WHAT YOU WILL DO: Reproduce every line of the items below word for word, leaving out the pictures.

+++ STORED ROWS

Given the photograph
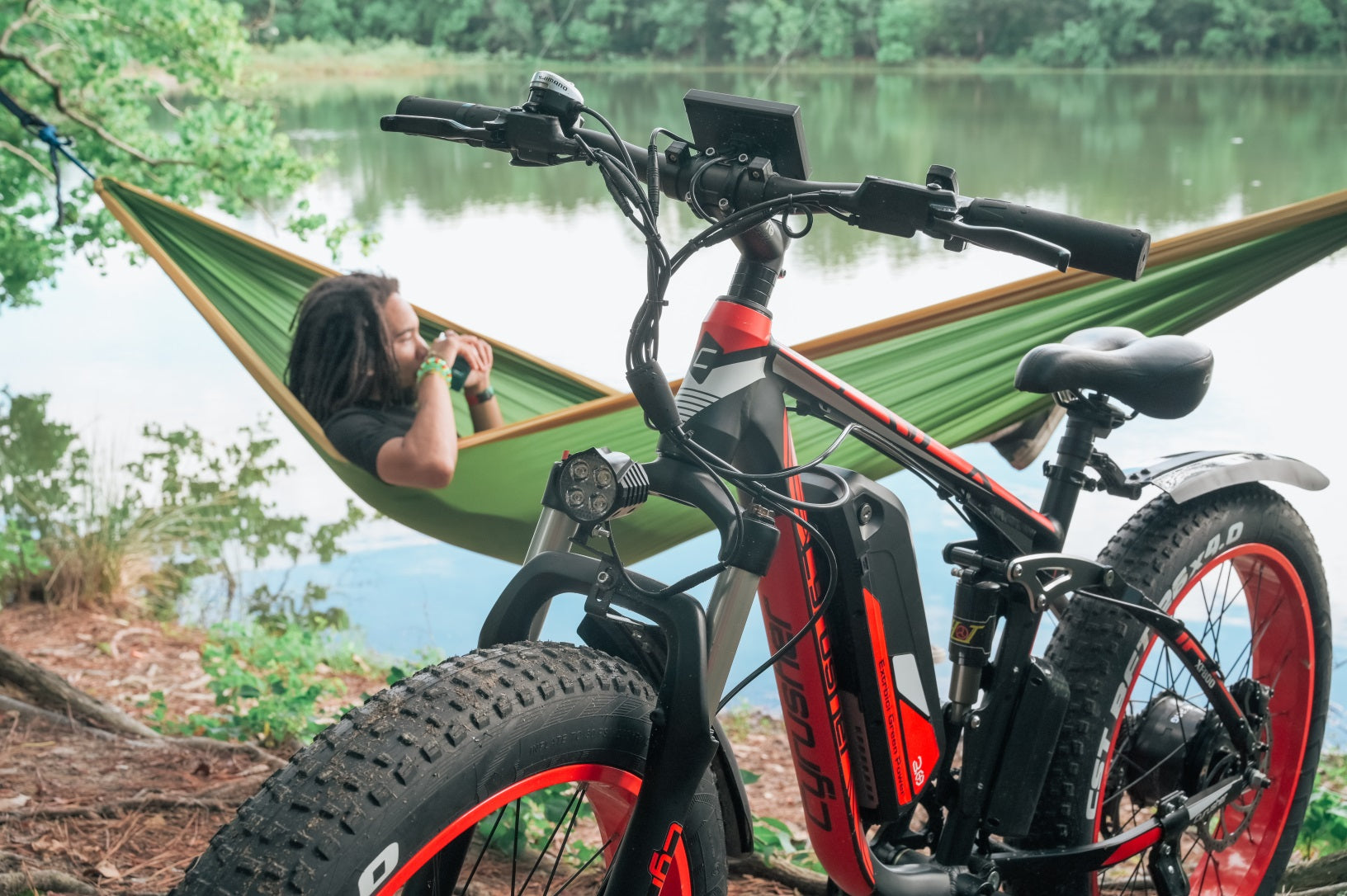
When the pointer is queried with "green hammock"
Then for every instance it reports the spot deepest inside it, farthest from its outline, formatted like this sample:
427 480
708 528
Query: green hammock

++++++

WORKED SOLUTION:
Given the photograph
When the pointer is queried with "green hammock"
Then for every instance it reports the spot deepest inside it, farthest from its outline, formatted like this sample:
427 480
708 528
Query: green hammock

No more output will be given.